(AVAILABLE DATA)
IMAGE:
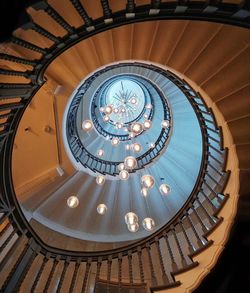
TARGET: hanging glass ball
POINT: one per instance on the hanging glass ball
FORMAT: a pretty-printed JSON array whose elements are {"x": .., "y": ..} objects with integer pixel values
[
  {"x": 148, "y": 224},
  {"x": 87, "y": 125},
  {"x": 136, "y": 127},
  {"x": 130, "y": 162},
  {"x": 131, "y": 218},
  {"x": 106, "y": 118},
  {"x": 164, "y": 189},
  {"x": 100, "y": 153},
  {"x": 100, "y": 180},
  {"x": 115, "y": 141},
  {"x": 72, "y": 202},
  {"x": 136, "y": 147},
  {"x": 121, "y": 167},
  {"x": 101, "y": 209},
  {"x": 133, "y": 228},
  {"x": 144, "y": 191},
  {"x": 133, "y": 100},
  {"x": 147, "y": 181},
  {"x": 108, "y": 109},
  {"x": 147, "y": 124},
  {"x": 164, "y": 123},
  {"x": 119, "y": 125},
  {"x": 124, "y": 175}
]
(End AVAILABLE DATA)
__THE TASK__.
The answer must be every line from the records above that contains "ball".

__TASK RESULT__.
TARGET: hanging glass ball
POINT: one per instance on the hanging glass ball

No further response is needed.